Consigne a:
Répondez aux questions suivantes à partir du récit de parcours qui suit.
(i) Quel métier le titre mentionne-t-il ?
(ii) Qui intervient en classe de 3ème ?
(iii) Vers quel bac les compétences relevées par le professeur d'Arts Plastiques mènent-elles ?

────────────────

On m'avait dit que je n'aurais pas le niveau pour devenir institutrice, et pourtant...
Il m’a fallu quelques années après mon départ de l’Éducation nationale pour me souvenir que ce métier, je l’avais rêvé enfant, et même collégienne. Mes soirées passées à faire classe à mes peluches, à leur enseigner la conjugaison et l’histoire, me donnaient la sensation de me préparer à devenir de ceux et celles qui transmettent les bases du savoir et qui ouvrent des horizons de culture, qui offrent la promesse d’une autonomie intellectuelle et sociale.
J’y suis parvenue malgré un pronostic décourageant. Et j’en suis revenue après des années de cœur à l’ouvrage. Le parcours scolaire et professionnel peut faire des détours et ouvrir des horizons inattendus.
La mise en perspective de mon parcours témoigne de l’œuvre de la providence, de la patience, de la curiosité et des convictions, dans un monde où l’on peut faire croire que la carrière doit être linéaire, uniforme et sécurisée.
elève contrariée, issue de freepick.comUn pronostic décourageant
Élève discrète et relativement très moyenne, l’intervention de la conseillère d’orientation en classe de 3ème balaya mes perspectives :
« Enfin mademoiselle, avec votre moyenne, ce n’est pas la peine d’envisager l’enseignement! Le concours est bouché et très sélectif. Réfléchissez à un autre projet !»
Quelques mots pour faire basculer mes projections d’avenir dans un vide inquiétant, sans qu’elle n’ait cherché à savoir dans quelles conditions je grandissais, ni ce qui m’empêchait de travailler avec sérieux.
Résolue à devenir coiffeuse - parce que son questionnaire orientait les élèves selon leurs passe-temps et que je m’occupais à tresser mes cousines et mes amies - , c’est le professeur d’Arts Plastiques qui éclaira l’obscurité de mon orientation.
« Tu as un bon coup de crayon, un sens de la composition intéressant, des idées originales et une utilisation des couleurs efficace. Tu devrais suivre un cursus artistique. »
Toutes ces compétences dont je n’avais pas conscience m’amenèrent vers un bac littéraire avec une majeure d’Arts Plastiques. Je découvrais le monde de l’Art, de la culture, le plaisir de construire un discours visuel, d’argumenter des partis pris stylistiques et techniques. Cette voie scolaire fut une véritable révélation me menant, de fait, à une licence universitaire d’Arts Plastiques.

────────────────

Consigne b:
Dans les rangées ci-dessous, renommez « single marker » en « single point » en recopiant les lignes depuis celle qui contient « bodywork as a single marker per instance. » jusqu'à celle qui contient « point(215, 306) » incluses. Ne modifiez rien d'autre.

────────────────

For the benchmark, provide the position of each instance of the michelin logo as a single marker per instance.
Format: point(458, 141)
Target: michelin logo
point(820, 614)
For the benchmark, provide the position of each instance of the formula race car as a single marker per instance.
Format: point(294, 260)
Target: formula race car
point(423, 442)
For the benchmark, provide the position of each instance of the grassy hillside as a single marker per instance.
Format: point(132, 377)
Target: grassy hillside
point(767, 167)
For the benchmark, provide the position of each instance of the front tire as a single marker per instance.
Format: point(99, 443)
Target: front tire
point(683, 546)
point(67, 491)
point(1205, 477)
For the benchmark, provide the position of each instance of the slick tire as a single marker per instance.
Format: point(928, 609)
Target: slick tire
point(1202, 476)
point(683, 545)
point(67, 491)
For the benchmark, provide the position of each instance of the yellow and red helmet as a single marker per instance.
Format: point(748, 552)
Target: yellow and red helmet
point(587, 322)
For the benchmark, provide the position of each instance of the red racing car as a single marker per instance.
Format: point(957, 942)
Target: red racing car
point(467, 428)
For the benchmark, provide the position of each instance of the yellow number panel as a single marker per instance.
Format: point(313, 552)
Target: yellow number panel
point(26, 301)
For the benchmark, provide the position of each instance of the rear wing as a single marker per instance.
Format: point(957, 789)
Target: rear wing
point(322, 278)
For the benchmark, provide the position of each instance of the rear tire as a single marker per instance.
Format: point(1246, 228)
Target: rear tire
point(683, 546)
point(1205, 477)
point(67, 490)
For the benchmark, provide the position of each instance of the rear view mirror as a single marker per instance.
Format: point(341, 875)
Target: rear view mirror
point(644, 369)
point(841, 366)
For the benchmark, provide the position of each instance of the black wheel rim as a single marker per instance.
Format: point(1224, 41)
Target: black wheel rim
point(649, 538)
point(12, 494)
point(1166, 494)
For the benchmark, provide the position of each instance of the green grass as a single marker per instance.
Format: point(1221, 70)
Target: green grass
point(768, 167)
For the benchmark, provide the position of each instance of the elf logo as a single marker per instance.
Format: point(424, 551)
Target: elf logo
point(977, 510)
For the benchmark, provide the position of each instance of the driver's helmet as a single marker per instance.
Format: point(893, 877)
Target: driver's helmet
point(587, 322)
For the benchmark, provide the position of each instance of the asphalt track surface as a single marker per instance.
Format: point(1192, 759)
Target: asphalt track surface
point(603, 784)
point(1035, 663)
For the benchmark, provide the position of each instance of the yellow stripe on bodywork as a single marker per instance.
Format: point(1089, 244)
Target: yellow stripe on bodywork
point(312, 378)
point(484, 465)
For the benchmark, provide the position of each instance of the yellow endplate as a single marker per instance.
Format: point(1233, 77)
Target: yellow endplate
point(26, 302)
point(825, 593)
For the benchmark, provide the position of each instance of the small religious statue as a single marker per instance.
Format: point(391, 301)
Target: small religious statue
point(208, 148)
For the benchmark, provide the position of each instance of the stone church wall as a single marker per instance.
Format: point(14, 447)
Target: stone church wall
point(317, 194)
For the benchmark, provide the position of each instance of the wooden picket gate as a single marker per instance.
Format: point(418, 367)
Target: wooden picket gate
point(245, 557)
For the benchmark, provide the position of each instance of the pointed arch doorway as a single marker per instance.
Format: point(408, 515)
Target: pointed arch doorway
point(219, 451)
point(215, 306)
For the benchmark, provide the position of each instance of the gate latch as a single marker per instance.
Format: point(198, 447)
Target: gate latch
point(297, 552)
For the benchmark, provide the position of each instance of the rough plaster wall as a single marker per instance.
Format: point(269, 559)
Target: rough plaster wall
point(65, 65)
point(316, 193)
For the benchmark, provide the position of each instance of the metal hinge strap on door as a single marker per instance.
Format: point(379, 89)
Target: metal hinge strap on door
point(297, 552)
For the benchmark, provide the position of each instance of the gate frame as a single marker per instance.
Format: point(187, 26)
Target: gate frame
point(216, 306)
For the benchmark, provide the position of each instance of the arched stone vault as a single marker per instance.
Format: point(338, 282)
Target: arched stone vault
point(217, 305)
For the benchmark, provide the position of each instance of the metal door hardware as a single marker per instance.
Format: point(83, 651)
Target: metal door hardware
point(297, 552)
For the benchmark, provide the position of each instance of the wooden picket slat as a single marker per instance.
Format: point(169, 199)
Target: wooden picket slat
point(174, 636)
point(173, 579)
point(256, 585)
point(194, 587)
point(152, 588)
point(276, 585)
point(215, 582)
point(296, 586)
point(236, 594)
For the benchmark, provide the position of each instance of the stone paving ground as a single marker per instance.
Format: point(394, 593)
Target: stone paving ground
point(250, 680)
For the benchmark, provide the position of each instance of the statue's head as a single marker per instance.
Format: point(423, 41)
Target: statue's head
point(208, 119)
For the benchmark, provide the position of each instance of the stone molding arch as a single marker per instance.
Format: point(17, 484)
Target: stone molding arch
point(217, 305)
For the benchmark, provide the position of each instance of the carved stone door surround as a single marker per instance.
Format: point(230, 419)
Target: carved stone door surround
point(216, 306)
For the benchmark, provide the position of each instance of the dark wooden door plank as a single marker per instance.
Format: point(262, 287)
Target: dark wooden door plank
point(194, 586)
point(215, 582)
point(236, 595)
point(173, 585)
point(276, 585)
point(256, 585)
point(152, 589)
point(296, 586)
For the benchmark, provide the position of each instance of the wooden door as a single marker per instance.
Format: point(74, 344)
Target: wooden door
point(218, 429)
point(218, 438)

────────────────

Réponse rédigée a:
(i) Le métier d'institutrice.
(ii) La conseillère d'orientation.
(iii) Un bac littéraire avec une majeure d'Arts Plastiques.

Réponse rédigée b:
For the benchmark, provide the position of each instance of the yellow stripe on bodywork as a single point per instance.
Format: point(1089, 244)
Target: yellow stripe on bodywork
point(312, 378)
point(484, 465)
For the benchmark, provide the position of each instance of the yellow endplate as a single point per instance.
Format: point(1233, 77)
Target: yellow endplate
point(26, 302)
point(825, 593)
For the benchmark, provide the position of each instance of the small religious statue as a single point per instance.
Format: point(391, 301)
Target: small religious statue
point(208, 148)
For the benchmark, provide the position of each instance of the stone church wall as a single point per instance.
Format: point(14, 447)
Target: stone church wall
point(317, 194)
For the benchmark, provide the position of each instance of the wooden picket gate as a single point per instance.
Format: point(418, 367)
Target: wooden picket gate
point(245, 557)
For the benchmark, provide the position of each instance of the pointed arch doorway as a single point per instance.
Format: point(408, 515)
Target: pointed arch doorway
point(219, 451)
point(215, 306)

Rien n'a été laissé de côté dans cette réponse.